• Required action:
Please condense the paragraph in the blog post below that starts "So, it is not enough" into a shorter version that keeps its main points.

• Exercise passage:
-------------------------

Sunday, 20 July 2025

Learning, understanding, awareness? What should Christians do in daily mortal life?

I've said elsewhere on this blog that we each need a purpose for this mortal life; and that for Christians (followers of Jesus Christ) our individual purpose in this mortal life should be "framed" by the confident expectation of  resurrection into Heaven. 

That still leaves-open the question of what we are supposed to be doing on this side of death; given that we would not be sustained alive by God unless there were reasons that were good for us - meaning eternally good for our immortal souls. 


I have expressed what we should do using the term "learning" - learning now for a "pay off" in post-mortal life; and this can be further expanded by the concepts of understanding and awareness.

(This presumes that God, by the continual action of creation, "engineers" the kind of learning-experiences that we each need, or could benefit from.)  

It seems to me evident that Christianity includes a great deal of emphasis on the positive value (and perhaps even essential nature) of understanding and awareness. 

So, it is not enough (or at least it is sub-optimal) for Men simply to experience mortal life unconsciously, passively, and without reflection - because that is unfree: such an "automatic" life does not entail the needful positive decision to align with God and work in harmony with divine creation. 


What is required then is a kind of learning that has risen to some level of understanding of what has been learned; and this understanding of what has been learned should rise to a level of awareness. 

This is what enables freedom to have its vital role. 

(And such freedom can most profoundly be understood as a bringing to bear of our own divinely creative selves - such that God's creation is expanded and enriched by the creativity of individual beings in voluntary alignment with God's aims and methods.) 

With respect to the need for understanding; it would, of course, be unrealistic (if not impossible) to suppose that we can attain anything much like a final and comprehensive understanding of this world - not least because the reality is of a world massively causally-interlinked; such that any specific understanding is bound to be deficient and distorted to some degree. 

Nonetheless, I think many will know by experience a kind of understanding that might be called an epiphany, an insight-into or showing-forth-of reality; a creative moment underpinned and endorsed by intuition. 

This seems to be close to the kind of thing we most need. 


Now, it is also essential to realize that the constraints of this mortal incarnation mean that - at least in our physical and material manifestation - this kind of epiphanic insight can be misremembered or completely forgotten in a bodily sense; we might suffer all kinds of accidents, sickness or degenerative disease. 

It would (after all) be pretty worthless if our needful spiritual learning/ understanding/ awareness depended on such fragile things as the functionality of human brain and body.

-------------------------

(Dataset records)
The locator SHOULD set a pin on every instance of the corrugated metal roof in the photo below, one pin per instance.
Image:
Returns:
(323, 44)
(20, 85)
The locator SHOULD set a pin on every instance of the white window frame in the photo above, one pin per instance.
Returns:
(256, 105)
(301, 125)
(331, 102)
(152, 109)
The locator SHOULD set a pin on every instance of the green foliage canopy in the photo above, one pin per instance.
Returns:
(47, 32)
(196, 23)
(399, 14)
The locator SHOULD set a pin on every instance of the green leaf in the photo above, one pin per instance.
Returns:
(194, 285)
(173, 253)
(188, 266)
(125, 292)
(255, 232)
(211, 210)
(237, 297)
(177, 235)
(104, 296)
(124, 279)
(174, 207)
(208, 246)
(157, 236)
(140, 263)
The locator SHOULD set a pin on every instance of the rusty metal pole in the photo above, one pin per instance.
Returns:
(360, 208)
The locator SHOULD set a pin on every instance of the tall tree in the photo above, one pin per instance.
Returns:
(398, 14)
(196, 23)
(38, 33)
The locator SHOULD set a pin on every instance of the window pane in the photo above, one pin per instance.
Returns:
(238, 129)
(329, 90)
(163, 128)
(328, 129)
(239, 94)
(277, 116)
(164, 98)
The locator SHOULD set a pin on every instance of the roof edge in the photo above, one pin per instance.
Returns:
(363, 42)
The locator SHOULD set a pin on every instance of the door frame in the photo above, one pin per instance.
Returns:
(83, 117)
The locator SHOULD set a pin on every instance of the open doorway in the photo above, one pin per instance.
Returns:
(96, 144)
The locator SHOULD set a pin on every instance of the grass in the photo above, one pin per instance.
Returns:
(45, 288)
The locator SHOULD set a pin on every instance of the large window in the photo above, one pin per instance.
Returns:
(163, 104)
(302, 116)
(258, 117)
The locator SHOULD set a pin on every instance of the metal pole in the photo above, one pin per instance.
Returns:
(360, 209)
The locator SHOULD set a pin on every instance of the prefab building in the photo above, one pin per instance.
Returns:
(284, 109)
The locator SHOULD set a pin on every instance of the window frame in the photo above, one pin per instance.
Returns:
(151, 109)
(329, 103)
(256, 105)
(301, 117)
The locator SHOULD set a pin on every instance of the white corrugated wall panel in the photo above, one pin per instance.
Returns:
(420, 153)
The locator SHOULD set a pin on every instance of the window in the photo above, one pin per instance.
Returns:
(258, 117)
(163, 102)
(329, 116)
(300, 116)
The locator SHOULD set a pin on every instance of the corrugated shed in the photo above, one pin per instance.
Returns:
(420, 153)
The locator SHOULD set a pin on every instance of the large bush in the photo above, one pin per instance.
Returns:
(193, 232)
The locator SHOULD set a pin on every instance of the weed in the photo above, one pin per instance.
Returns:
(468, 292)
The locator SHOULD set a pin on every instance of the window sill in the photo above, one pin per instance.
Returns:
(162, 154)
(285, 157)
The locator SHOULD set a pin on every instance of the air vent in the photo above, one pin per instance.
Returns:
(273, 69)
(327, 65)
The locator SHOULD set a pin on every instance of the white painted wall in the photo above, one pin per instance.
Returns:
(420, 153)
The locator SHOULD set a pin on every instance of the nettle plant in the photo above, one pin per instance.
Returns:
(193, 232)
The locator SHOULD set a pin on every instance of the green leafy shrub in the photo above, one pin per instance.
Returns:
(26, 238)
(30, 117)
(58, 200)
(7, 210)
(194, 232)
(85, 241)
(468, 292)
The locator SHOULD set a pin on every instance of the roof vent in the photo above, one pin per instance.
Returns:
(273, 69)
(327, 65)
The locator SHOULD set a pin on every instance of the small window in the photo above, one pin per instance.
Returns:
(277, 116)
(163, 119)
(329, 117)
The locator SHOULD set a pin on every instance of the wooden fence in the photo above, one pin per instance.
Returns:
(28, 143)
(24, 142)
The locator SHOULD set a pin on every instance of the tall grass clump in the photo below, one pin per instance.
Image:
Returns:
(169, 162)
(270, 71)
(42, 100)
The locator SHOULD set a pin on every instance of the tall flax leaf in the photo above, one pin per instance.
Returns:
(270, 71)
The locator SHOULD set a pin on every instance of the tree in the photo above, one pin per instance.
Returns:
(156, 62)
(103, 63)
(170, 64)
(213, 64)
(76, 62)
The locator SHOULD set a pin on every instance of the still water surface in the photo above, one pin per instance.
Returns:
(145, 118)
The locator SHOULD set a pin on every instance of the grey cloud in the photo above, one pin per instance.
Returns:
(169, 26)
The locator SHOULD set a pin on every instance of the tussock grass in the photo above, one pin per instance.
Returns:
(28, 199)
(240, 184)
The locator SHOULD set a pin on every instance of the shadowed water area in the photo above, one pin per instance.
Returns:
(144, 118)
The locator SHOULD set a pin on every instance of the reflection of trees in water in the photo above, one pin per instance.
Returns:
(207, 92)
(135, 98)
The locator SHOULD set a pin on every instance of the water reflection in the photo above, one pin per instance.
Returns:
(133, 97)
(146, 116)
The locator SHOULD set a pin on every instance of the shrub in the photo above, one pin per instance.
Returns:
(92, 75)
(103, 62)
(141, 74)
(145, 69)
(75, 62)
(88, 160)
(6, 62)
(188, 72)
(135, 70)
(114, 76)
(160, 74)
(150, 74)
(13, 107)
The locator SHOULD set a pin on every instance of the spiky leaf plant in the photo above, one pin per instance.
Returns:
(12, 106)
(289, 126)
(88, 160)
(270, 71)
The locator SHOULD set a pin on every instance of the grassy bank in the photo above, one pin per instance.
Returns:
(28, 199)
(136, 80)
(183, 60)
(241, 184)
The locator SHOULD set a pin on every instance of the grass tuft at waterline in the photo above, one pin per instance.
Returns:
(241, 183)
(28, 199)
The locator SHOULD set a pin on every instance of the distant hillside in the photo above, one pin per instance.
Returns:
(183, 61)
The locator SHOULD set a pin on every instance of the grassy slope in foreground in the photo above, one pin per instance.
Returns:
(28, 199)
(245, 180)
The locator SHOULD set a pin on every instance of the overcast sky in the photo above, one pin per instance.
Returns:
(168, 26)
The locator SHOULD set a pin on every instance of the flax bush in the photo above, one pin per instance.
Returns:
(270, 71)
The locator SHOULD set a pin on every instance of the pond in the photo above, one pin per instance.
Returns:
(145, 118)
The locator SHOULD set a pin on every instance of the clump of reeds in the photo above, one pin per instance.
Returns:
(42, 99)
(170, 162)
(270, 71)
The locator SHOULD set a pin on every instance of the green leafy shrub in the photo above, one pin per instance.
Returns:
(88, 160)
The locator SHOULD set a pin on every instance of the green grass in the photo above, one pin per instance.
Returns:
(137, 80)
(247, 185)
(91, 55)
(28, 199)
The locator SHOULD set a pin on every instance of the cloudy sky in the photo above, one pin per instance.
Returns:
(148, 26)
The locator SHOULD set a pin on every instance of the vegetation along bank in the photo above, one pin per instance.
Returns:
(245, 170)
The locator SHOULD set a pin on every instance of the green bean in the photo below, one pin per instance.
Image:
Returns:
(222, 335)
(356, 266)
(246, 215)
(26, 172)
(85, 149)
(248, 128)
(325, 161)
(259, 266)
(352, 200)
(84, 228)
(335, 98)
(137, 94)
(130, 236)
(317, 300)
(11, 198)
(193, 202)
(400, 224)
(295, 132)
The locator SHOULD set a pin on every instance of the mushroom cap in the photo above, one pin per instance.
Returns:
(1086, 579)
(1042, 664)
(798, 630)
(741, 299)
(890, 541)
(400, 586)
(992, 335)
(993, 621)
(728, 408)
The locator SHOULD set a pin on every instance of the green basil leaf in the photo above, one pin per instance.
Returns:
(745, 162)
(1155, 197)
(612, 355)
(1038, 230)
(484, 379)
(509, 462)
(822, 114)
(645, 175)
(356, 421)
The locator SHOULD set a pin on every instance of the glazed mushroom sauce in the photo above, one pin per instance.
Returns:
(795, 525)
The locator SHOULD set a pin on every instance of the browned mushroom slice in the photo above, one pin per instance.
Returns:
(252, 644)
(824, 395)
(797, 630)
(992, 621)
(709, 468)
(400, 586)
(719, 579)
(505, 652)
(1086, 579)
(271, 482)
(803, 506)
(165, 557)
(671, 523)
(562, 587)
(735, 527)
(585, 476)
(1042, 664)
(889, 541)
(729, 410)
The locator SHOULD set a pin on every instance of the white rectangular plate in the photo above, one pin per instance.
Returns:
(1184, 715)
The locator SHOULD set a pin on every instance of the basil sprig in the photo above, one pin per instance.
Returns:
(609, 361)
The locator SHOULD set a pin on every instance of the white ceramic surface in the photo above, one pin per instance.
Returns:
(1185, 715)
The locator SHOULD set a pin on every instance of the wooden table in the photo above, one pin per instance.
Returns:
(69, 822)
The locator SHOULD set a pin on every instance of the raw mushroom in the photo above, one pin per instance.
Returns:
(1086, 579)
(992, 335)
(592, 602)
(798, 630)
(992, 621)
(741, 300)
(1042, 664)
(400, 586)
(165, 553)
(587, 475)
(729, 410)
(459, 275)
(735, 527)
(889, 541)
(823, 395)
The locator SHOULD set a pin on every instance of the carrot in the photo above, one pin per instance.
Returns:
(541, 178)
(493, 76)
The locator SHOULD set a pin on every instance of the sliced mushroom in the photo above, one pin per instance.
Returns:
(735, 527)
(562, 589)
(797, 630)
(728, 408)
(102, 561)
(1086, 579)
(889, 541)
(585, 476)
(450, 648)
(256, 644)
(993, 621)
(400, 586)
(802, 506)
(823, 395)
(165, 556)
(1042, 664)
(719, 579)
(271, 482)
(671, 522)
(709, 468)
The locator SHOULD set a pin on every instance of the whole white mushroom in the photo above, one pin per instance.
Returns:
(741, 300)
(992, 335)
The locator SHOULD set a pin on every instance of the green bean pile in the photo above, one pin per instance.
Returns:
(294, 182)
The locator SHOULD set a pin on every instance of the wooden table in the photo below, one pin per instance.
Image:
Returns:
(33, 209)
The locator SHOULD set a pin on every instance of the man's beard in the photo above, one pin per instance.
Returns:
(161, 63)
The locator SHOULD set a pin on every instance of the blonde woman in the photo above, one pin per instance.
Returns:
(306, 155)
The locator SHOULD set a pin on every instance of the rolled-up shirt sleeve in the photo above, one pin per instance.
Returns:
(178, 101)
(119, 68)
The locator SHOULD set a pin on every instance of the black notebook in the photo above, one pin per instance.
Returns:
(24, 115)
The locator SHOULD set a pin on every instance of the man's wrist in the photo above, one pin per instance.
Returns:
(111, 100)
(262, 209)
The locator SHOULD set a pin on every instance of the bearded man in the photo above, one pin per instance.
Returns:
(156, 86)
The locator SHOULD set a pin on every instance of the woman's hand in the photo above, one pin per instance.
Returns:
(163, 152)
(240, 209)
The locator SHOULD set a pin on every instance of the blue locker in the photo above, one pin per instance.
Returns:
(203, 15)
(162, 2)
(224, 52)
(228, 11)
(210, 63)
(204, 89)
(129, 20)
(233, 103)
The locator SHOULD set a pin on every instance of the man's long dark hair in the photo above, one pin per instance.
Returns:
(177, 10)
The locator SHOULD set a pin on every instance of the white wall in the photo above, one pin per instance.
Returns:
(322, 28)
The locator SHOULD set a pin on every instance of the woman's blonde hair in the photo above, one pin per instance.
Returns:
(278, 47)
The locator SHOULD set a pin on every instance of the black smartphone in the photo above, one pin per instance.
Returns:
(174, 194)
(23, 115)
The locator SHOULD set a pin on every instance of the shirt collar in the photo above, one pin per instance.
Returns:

-------------------------

• Your solution:
Living mortal life unconsciously, passively and without reflection is not enough, or at least sub-optimal, because it is unfree. Such an automatic life lacks the needed positive decision to align with God and work in harmony with divine creation.